Kent Enstitüleri

Emre Kongar 18 Mart'ta gazetemizdeki "Eğitimin ötesi: Köy Enstitüleri" başlıklı yazısında çağın en önemli atılımı Köy Enstitülerinin toplumsal, kültürel tabanına yönelik yorumlarda bulunuyor:

"Köy Enstitüleri, bir 'Eğitim Kurumu olmanın çok ötesinde, tam bir Ulusal Kalkınma Projesidir! Mustafa Kemal Atatürk'ün, bir Din Tarım Toplumu'nda, bir Endüstri Toplumu ürünü olan Cumhuriyet Rejimi kurmasının, toplumsal itici gücü, dinamosu olan bir atılımdır!"

○ ○ ○ ○

◆ Yapılacak işler
**1.** Kayıtlarda "vest" dizesini içeren satırların hepsini seçip kopyalayın; büyük ve küçük harf farkı dikkate alınır.
**2.** Köy Enstitüleri yazısını son cümlesinden sonra devam ettirin.
Köy Enstitüleri yazısı ile kayıtlar ayrı kaynaklardan alınmıştır.

◆ Seçilmiş kayıtlar

○ ○ ○ ○

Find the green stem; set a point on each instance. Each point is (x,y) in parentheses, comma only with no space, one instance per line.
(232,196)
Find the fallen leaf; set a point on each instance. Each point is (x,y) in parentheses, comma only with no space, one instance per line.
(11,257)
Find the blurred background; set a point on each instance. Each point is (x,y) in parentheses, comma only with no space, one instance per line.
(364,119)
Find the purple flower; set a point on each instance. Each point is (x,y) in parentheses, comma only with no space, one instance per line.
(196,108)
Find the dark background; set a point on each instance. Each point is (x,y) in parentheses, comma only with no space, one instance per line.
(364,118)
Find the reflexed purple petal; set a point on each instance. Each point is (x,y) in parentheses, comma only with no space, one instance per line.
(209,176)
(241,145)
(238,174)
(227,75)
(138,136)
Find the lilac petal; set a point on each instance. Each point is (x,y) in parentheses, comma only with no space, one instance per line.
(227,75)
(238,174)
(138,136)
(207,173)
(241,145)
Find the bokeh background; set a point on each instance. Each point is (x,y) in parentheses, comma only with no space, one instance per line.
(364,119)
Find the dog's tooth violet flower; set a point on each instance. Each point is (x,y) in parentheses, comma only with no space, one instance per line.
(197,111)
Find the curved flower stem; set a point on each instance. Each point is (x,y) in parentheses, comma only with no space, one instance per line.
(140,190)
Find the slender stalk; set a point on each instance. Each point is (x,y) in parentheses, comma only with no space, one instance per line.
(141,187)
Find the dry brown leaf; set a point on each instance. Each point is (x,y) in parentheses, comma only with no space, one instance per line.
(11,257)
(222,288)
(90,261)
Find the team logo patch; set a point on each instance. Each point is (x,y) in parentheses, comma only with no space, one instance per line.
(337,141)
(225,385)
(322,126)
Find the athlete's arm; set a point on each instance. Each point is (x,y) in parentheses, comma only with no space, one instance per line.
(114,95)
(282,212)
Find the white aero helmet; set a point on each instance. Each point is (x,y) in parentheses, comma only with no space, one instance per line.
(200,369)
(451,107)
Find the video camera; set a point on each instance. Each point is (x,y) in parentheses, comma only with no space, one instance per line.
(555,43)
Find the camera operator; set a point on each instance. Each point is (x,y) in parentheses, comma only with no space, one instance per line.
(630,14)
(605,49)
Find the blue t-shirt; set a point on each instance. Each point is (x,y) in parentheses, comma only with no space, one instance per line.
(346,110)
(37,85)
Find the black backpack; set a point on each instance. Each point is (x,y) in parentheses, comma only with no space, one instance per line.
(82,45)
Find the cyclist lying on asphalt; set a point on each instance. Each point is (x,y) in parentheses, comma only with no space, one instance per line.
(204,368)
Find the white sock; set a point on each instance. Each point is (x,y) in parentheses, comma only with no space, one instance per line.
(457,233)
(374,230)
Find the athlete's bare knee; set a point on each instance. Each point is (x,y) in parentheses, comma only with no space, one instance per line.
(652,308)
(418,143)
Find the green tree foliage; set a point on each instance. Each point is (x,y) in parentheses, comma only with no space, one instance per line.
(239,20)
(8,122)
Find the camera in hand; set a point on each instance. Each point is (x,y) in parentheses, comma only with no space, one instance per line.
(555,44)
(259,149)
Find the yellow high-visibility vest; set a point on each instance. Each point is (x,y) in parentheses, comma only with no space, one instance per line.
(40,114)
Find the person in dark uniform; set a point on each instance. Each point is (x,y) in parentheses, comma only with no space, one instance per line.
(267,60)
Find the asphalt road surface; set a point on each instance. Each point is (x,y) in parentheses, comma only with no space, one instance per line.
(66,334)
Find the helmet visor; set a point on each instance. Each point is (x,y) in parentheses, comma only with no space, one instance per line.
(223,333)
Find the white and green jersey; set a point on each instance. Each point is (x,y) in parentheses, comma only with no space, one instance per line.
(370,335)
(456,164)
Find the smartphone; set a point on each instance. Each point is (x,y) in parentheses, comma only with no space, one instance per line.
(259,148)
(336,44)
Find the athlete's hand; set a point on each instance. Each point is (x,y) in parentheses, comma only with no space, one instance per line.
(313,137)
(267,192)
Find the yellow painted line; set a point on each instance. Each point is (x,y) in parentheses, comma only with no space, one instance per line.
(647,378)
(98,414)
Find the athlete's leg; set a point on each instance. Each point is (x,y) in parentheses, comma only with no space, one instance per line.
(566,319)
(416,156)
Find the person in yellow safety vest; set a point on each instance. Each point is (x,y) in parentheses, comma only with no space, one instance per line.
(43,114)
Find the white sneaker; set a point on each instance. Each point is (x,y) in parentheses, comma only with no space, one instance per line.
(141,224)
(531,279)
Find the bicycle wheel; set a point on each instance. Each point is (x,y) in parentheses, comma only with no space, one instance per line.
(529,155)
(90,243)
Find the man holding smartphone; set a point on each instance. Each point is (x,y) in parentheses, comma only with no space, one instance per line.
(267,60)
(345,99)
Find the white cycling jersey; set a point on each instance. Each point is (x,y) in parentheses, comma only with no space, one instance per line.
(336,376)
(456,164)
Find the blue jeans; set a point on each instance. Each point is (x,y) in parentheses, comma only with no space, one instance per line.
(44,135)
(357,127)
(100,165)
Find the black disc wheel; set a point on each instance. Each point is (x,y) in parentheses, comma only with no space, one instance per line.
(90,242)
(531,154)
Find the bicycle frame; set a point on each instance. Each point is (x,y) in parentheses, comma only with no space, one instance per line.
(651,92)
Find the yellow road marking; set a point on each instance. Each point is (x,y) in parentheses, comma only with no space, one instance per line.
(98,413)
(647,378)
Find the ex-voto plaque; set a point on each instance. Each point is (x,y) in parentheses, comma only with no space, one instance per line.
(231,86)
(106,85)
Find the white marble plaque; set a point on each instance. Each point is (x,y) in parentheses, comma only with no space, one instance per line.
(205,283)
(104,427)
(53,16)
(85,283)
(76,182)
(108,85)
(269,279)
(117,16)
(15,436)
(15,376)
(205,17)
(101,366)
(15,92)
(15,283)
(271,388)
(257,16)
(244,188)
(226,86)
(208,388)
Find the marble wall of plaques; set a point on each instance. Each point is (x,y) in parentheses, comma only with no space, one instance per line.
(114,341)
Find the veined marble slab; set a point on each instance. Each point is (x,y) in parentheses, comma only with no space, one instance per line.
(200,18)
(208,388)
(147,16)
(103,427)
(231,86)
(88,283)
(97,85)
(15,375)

○ ○ ○ ○

◆ Sıralı çıktılar
**1.**
Find the yellow high-visibility vest; set a point on each instance. Each point is (x,y) in parentheses, comma only with no space, one instance per line.
Find the person in yellow safety vest; set a point on each instance. Each point is (x,y) in parentheses, comma only with no space, one instance per line.

**2.**
ÇAĞDAŞ ATILIM

Kongar, yazısında, oy avcısı politikacıların, zengini daha zengin eden, yoksulu ölüme sürükleyen çıkar şebekelerinin iktidara gelir gelmez kapattığı bu eğitim yuvalarının amacını vurgulayarak eğitimde neler yitirdiğimizi de açıklıyor:

"Endüstri Devrimi'nin insanlığa kazandırdığı teknolojik ve kültürel-ideolojik birikimi, eğitim yoluyla, Osmanlı kalıntısı olan Din Tarım Toplumu'nun insan malzemesine aktarmak ve bu yolla üretilen insan gücünü, köylü bir toplumu kentselendüstriyel bir toplum düzeyine sıçratmak için lider kadrosu olarak kullanmaktı. Köy çocuklarını alıyor, insanlığın teknolojik ve kültürel birikimi ile eğitiyor ve toplumsal dönüşüme liderlik etmeleri için köye geri yolluyordu."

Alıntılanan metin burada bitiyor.